An exact transcript of all the records is required, with nothing left out.

------------------------------

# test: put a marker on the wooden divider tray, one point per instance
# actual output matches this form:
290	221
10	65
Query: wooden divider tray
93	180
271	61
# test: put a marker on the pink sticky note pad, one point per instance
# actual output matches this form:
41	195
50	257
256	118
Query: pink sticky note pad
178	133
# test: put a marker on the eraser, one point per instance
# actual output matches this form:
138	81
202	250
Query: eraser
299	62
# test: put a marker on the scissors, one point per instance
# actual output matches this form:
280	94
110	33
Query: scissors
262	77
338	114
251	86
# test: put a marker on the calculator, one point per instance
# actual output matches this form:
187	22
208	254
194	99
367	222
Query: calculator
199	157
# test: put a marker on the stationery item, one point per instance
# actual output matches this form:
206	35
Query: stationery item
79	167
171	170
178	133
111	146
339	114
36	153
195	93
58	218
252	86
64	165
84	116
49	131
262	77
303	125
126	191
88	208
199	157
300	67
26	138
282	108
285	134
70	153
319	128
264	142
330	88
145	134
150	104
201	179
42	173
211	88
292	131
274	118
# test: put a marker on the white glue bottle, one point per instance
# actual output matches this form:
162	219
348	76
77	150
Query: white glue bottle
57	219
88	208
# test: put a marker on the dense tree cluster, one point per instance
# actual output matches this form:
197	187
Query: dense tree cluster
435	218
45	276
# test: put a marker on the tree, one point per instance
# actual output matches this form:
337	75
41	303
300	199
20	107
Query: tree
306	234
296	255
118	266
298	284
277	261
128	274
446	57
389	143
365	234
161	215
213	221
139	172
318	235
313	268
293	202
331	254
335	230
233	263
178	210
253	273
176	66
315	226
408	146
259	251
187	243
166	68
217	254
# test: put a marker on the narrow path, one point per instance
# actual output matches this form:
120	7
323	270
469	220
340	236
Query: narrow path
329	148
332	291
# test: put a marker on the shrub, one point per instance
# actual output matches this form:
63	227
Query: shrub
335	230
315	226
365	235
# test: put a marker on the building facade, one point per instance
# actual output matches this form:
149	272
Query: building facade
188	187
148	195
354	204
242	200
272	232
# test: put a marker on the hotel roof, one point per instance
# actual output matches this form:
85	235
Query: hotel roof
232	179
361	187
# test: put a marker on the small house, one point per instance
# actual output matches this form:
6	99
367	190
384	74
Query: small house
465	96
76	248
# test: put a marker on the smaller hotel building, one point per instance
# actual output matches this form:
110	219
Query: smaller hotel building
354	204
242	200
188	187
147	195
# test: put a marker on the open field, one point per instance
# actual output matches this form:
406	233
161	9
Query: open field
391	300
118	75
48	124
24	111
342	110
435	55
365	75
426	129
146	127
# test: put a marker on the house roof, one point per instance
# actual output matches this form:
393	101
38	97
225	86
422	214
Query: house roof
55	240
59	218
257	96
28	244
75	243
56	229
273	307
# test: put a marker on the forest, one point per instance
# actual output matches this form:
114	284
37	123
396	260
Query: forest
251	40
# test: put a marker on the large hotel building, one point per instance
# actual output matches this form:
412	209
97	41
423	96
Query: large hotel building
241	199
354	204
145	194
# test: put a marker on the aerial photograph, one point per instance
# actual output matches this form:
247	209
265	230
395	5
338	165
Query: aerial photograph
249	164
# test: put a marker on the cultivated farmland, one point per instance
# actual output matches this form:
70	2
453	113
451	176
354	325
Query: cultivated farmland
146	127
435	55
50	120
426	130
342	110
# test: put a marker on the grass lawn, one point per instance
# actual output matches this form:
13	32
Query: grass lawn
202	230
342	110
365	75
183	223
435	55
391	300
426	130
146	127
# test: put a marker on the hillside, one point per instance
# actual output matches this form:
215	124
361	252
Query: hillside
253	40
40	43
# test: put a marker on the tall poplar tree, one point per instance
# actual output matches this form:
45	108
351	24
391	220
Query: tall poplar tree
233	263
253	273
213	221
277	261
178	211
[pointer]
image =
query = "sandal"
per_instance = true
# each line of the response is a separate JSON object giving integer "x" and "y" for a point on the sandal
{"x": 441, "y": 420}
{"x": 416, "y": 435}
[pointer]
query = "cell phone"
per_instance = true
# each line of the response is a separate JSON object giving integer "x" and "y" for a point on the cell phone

------------------------------

SOLUTION TO THIS EXERCISE>
# test: put a marker on the wooden divider tray, one point per instance
# actual output matches this form:
290	221
10	65
Query: wooden divider tray
93	180
271	61
# test: put a marker on the pink sticky note pad, one point per instance
# actual output matches this form:
41	195
50	257
256	118
Query: pink sticky note pad
178	133
# test: put a marker on the eraser, one point per instance
# actual output matches this form:
138	81
202	250
Query: eraser
299	62
# test: put a marker on the scissors, one point per instance
# actual output matches this form:
280	94
110	33
Query: scissors
262	77
338	114
251	86
# test: put a marker on the calculator, one point per instance
# actual output matches this form:
187	22
208	254
194	99
367	222
Query: calculator
199	157
# test: put a marker on the stationery item, one point per instance
# actual output matches this form:
206	35
Query: stationery item
79	167
171	170
178	133
111	146
339	114
36	153
195	93
58	218
252	86
64	165
84	116
49	131
262	77
303	125
126	191
88	208
199	157
300	67
26	138
282	108
285	134
70	153
319	128
264	142
330	88
145	134
150	104
201	179
42	173
211	88
292	131
274	118
# test: put a marker on the white glue bottle, one point per instance
# actual output matches this form:
162	219
348	76
77	150
Query: white glue bottle
57	219
88	208
# test: put a marker on the dense tree cluster, one point per instance
# actual output matches this form:
197	187
Query: dense tree cluster
435	218
45	276
# test: put a marker on the tree, one point per instance
# actual output matches this form:
337	75
41	303
300	199
20	107
Query: tree
306	234
296	255
118	266
298	284
277	261
128	274
446	57
389	143
365	234
161	215
213	221
139	172
318	235
313	268
293	202
331	254
335	230
233	263
178	210
253	273
176	66
315	226
408	146
259	251
187	243
166	68
217	254
# test: put a marker on the narrow path, one point per instance
# actual output matches this form:
120	7
323	270
469	220
340	236
Query: narrow path
329	148
332	291
# test: put a marker on the shrub, one point per instance
# actual output matches this form:
63	227
Query: shrub
335	230
315	226
365	235
# test: put a marker on the building facade, one point per instance
# actual output matches this form:
149	272
Query: building facade
188	187
148	195
354	204
242	200
272	232
# test: put a marker on the hotel roof, one point per instance
# actual output matches this form:
85	235
Query: hotel roof
232	179
361	187
# test: put a marker on the small house, one point per instance
# actual output matches this form:
6	99
367	190
384	74
Query: small house
465	96
76	248
# test: put a marker on the smaller hotel building, one point per instance
# actual output matches this form:
110	219
Query: smaller hotel building
354	204
242	200
188	187
147	195
# test: put a marker on the open field, one point per instance
# actual output matches this form:
406	233
161	9
Query: open field
391	300
118	75
48	124
24	111
342	110
435	55
365	75
426	129
146	127
# test: put a marker on the house roof, one point per instance
# actual output matches this form:
393	101
38	97
225	86
422	214
Query: house roof
55	240
59	218
257	96
28	244
75	243
56	229
273	307
# test: put a marker on the forest, one point per instance
# actual output matches this form:
114	284
37	123
396	260
Query: forest
251	40
# test: put a marker on the large hotel building, one point per instance
# actual output matches this form:
412	209
97	41
423	96
Query: large hotel building
241	199
354	204
145	194
# test: put a marker on the aerial photograph, one point per instance
# actual output matches this form:
247	209
265	230
395	5
338	165
Query: aerial photograph
249	164
# test: put a marker on the cultivated farmland, one point per instance
# actual output matches this form:
70	2
453	113
451	176
354	325
Query: cultivated farmland
146	127
435	55
50	120
426	130
342	110
# test: put a marker on the grass lawn, one point per instance
# actual output matches this form:
13	32
Query: grass lawn
202	230
342	110
365	75
183	223
435	55
391	300
426	130
146	127
# test: put a marker on the hillside, one point per instance
# actual output matches this form:
215	124
361	252
Query: hillside
253	40
40	43
# test: put a marker on the tall poplar tree, one point per instance
# actual output matches this form:
45	108
351	24
391	220
Query: tall poplar tree
233	263
253	273
213	221
277	261
178	211
[pointer]
image =
query = "sandal"
per_instance = true
# each line of the response is a separate JSON object giving integer "x" and "y" for a point on the sandal
{"x": 441, "y": 420}
{"x": 416, "y": 435}
[pointer]
query = "cell phone"
per_instance = true
# each line of the response is a separate JSON object giving integer "x" and "y" for a point on the cell phone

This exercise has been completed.